Records from a data source:
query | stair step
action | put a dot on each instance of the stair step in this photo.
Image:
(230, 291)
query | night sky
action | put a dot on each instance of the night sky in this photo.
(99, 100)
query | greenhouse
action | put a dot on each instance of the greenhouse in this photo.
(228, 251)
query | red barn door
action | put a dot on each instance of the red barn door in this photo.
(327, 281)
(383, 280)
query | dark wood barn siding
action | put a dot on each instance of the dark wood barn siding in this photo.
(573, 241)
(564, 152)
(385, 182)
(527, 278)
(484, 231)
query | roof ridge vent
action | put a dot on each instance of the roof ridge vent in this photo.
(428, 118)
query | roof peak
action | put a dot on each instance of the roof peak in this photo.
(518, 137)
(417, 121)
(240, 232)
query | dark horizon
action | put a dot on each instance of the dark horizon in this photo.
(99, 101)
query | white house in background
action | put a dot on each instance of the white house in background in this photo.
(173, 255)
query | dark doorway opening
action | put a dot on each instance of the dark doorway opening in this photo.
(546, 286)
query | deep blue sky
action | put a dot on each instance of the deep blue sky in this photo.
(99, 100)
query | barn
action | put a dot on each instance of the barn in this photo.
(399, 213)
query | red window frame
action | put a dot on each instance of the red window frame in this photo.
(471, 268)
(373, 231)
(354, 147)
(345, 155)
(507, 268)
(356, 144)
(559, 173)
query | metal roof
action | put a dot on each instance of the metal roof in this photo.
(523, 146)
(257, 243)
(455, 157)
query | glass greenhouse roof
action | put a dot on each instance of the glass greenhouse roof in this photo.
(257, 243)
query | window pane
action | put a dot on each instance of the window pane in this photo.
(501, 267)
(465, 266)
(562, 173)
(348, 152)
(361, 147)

● **Task description**
Find the string "step" in the entries above and return each line that holds it.

● **Written answer**
query | stair step
action | put a dot on each instance of the stair step in this photo.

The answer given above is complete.